Start of Data rows
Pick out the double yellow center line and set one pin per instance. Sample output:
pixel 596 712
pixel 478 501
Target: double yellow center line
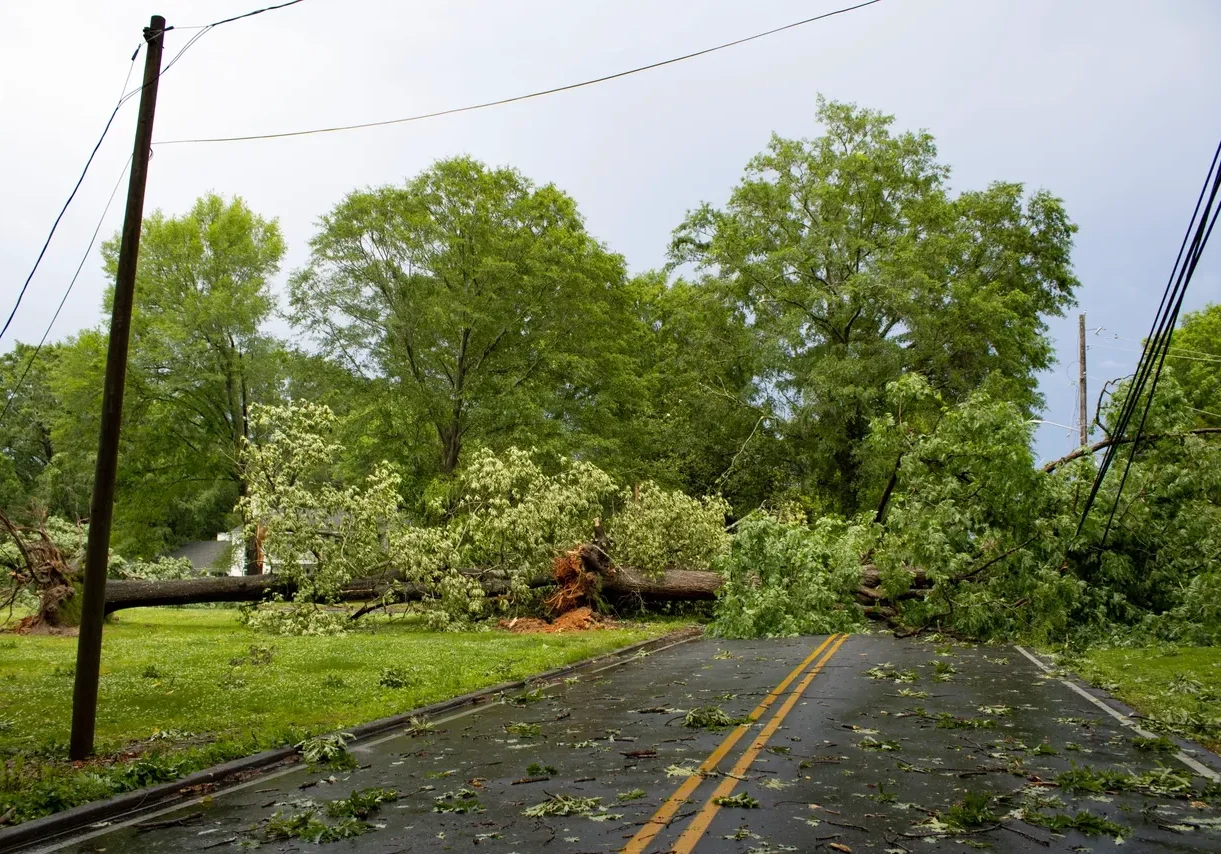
pixel 664 814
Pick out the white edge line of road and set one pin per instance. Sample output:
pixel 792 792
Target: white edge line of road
pixel 1194 765
pixel 110 827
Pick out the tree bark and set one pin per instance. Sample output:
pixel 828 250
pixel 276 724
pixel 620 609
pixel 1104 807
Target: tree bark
pixel 615 583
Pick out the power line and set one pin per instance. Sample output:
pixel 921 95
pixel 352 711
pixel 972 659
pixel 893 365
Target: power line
pixel 1156 347
pixel 84 171
pixel 1172 356
pixel 125 97
pixel 21 381
pixel 502 102
pixel 1176 348
pixel 247 15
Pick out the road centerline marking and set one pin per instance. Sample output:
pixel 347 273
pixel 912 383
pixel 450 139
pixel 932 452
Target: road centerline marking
pixel 661 819
pixel 699 825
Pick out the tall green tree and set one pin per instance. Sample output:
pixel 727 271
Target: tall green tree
pixel 1195 357
pixel 476 298
pixel 852 263
pixel 26 441
pixel 199 358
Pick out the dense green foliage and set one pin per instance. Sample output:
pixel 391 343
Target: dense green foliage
pixel 841 361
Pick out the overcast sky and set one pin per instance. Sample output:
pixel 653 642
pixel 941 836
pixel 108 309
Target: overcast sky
pixel 1114 106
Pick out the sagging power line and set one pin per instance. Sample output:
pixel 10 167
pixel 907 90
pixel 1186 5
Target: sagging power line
pixel 502 102
pixel 1156 347
pixel 123 98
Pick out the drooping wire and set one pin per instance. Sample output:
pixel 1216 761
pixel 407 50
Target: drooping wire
pixel 84 171
pixel 502 102
pixel 12 394
pixel 125 97
pixel 1156 347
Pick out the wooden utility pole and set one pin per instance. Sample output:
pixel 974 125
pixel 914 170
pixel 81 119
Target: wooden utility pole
pixel 97 556
pixel 1082 403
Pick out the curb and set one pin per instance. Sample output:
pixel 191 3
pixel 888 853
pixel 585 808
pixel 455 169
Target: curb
pixel 40 831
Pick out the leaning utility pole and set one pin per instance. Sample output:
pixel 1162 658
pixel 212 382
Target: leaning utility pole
pixel 97 556
pixel 1082 403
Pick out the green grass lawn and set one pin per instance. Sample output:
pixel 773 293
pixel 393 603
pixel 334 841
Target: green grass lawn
pixel 1177 688
pixel 186 688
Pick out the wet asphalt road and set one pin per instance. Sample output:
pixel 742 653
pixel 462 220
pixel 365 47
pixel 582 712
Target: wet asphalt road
pixel 860 744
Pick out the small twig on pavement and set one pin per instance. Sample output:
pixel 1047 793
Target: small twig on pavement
pixel 1045 843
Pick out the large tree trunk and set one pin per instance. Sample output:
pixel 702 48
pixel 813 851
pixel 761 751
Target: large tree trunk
pixel 614 583
pixel 255 588
pixel 677 584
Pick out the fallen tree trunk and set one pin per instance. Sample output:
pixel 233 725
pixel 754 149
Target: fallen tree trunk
pixel 257 588
pixel 613 583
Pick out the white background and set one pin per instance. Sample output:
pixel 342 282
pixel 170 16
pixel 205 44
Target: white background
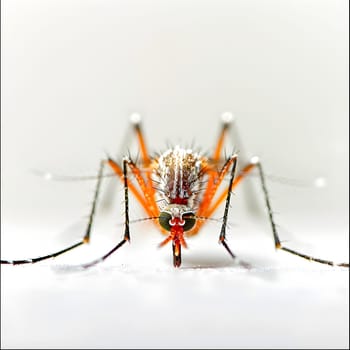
pixel 73 72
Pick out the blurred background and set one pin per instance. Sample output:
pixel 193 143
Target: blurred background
pixel 74 71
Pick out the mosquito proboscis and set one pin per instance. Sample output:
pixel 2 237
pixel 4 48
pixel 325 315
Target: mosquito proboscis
pixel 179 191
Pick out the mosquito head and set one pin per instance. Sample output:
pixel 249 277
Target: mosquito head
pixel 177 214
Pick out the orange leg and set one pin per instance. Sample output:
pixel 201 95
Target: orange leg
pixel 214 177
pixel 145 198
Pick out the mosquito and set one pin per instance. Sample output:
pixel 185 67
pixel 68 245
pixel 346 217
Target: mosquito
pixel 179 191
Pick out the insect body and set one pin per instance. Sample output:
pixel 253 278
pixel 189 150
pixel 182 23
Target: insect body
pixel 179 190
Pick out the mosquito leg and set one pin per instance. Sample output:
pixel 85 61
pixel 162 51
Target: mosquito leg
pixel 222 237
pixel 126 238
pixel 85 239
pixel 278 243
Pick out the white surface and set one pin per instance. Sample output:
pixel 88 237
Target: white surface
pixel 72 73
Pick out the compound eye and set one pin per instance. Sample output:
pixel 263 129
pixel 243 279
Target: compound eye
pixel 190 221
pixel 164 219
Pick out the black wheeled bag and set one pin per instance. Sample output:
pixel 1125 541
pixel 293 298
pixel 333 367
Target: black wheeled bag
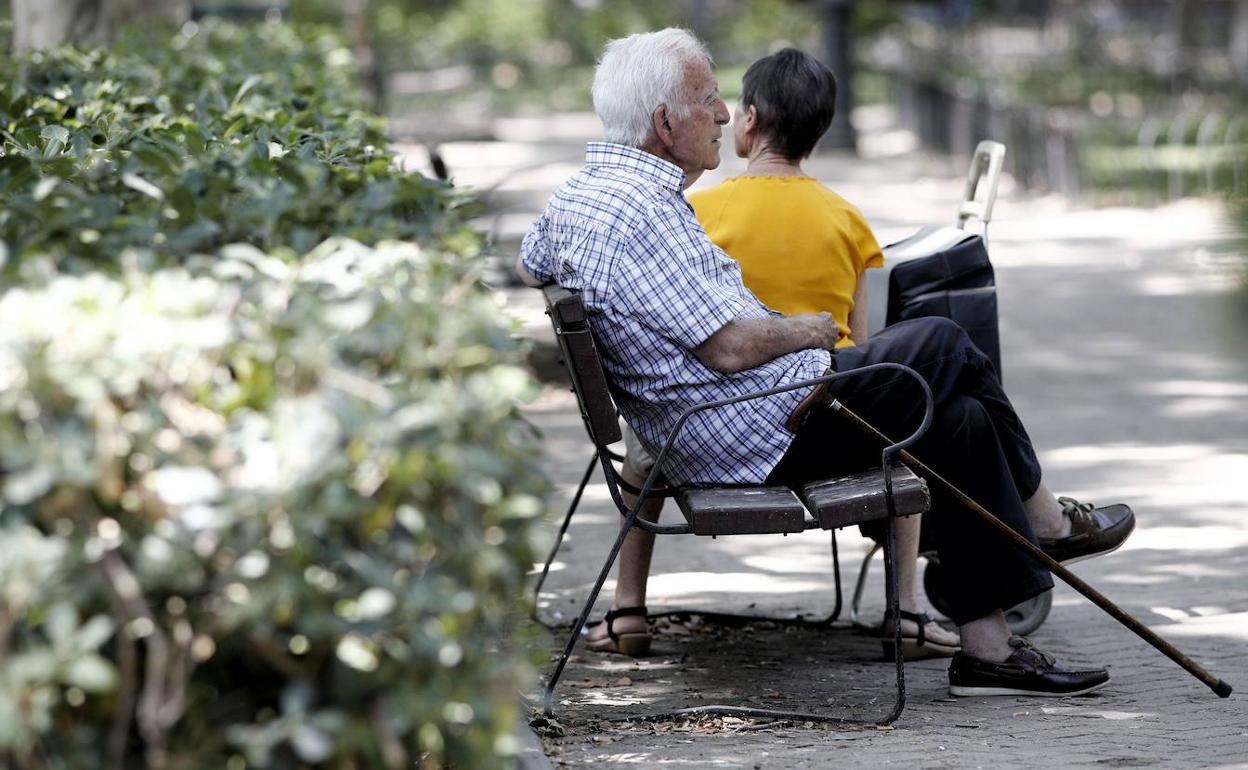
pixel 939 271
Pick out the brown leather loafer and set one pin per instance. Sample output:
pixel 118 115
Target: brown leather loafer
pixel 1026 672
pixel 1093 531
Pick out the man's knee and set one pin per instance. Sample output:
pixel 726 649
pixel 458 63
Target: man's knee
pixel 966 421
pixel 942 333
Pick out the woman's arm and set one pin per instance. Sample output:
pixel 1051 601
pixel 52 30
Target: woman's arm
pixel 858 313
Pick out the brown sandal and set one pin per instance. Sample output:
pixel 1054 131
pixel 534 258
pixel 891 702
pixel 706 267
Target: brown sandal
pixel 916 647
pixel 634 644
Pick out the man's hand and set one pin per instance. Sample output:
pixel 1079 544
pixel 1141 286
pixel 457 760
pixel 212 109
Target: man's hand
pixel 745 343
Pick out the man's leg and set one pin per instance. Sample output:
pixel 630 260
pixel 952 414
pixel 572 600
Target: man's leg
pixel 907 529
pixel 632 564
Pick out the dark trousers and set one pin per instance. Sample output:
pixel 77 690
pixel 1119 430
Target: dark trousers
pixel 976 441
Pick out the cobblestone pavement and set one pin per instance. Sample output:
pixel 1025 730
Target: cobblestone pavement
pixel 1126 363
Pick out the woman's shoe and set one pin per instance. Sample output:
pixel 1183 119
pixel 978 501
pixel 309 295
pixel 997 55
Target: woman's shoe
pixel 915 647
pixel 634 644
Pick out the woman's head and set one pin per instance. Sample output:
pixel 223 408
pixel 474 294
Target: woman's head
pixel 788 101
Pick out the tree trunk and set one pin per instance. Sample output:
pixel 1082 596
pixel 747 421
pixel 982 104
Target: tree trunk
pixel 1239 41
pixel 44 24
pixel 839 56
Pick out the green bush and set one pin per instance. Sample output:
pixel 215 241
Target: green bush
pixel 257 509
pixel 273 511
pixel 182 142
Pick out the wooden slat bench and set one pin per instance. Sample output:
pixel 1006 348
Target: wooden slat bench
pixel 880 493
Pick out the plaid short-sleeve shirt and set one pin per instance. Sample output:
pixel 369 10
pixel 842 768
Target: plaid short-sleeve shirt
pixel 622 233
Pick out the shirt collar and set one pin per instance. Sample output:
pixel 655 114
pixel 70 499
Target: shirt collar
pixel 639 161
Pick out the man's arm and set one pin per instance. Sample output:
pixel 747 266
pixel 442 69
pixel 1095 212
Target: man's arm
pixel 526 277
pixel 745 343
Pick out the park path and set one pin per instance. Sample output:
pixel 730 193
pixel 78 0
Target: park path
pixel 1125 358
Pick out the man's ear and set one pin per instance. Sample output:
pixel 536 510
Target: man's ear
pixel 662 124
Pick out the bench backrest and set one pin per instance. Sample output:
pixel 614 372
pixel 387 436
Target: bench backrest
pixel 579 355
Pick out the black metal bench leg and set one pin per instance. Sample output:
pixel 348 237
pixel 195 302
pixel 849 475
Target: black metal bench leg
pixel 836 578
pixel 890 569
pixel 548 699
pixel 563 531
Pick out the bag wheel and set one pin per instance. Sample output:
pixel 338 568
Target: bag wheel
pixel 1022 618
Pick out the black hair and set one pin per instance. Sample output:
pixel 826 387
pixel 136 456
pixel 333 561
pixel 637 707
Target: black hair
pixel 795 97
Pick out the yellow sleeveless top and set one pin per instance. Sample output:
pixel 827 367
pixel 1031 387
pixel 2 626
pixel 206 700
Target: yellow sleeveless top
pixel 801 247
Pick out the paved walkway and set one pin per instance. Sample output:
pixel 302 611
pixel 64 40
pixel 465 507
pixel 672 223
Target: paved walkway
pixel 1122 357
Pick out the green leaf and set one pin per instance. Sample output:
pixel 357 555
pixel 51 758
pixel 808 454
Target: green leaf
pixel 247 85
pixel 45 187
pixel 56 136
pixel 136 182
pixel 91 673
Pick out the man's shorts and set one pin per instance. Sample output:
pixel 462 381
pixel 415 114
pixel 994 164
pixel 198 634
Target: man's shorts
pixel 637 457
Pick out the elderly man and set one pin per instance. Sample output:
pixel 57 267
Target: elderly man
pixel 675 327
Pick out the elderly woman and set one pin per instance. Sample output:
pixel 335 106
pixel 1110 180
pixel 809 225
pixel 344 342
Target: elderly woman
pixel 803 248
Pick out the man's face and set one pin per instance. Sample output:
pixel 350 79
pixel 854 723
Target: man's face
pixel 697 137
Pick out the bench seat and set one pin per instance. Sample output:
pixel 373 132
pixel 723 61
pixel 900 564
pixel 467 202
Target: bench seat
pixel 716 511
pixel 854 499
pixel 835 503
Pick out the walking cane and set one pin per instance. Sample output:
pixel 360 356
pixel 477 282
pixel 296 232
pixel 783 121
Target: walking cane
pixel 1221 688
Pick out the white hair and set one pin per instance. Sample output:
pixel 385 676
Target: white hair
pixel 639 73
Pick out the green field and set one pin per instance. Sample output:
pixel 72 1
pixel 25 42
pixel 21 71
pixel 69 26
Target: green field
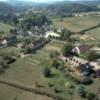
pixel 29 70
pixel 76 24
pixel 10 93
pixel 5 28
pixel 95 33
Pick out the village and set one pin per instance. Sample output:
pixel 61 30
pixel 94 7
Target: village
pixel 49 53
pixel 81 58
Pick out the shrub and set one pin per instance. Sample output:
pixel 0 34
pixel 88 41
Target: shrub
pixel 47 72
pixel 91 96
pixel 80 91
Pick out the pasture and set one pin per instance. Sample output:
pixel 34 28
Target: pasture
pixel 95 33
pixel 5 28
pixel 76 24
pixel 29 70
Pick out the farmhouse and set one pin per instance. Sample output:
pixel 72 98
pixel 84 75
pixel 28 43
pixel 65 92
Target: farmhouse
pixel 9 40
pixel 51 34
pixel 80 65
pixel 81 49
End of Data rows
## [Job]
Reproduce precisely the span of lines that begins at the line containing "Pick out the village" and ends with the last line of the listing.

## [Expected answer]
Pick out the village and set one pin per instance. Sample output:
pixel 61 30
pixel 94 7
Target: village
pixel 49 53
pixel 81 58
Pick out the shrub and set one pin per instance. Sample output:
pixel 0 34
pixel 88 41
Target: shrub
pixel 47 72
pixel 91 96
pixel 80 91
Pick out the pasture and set one pin per instance. Sample output:
pixel 34 28
Target: pasture
pixel 95 33
pixel 5 28
pixel 76 24
pixel 29 70
Pick out the farmhouse and set one pin per instance. Sample output:
pixel 72 98
pixel 84 75
pixel 28 43
pixel 65 92
Target: farmhouse
pixel 9 40
pixel 51 34
pixel 80 65
pixel 81 49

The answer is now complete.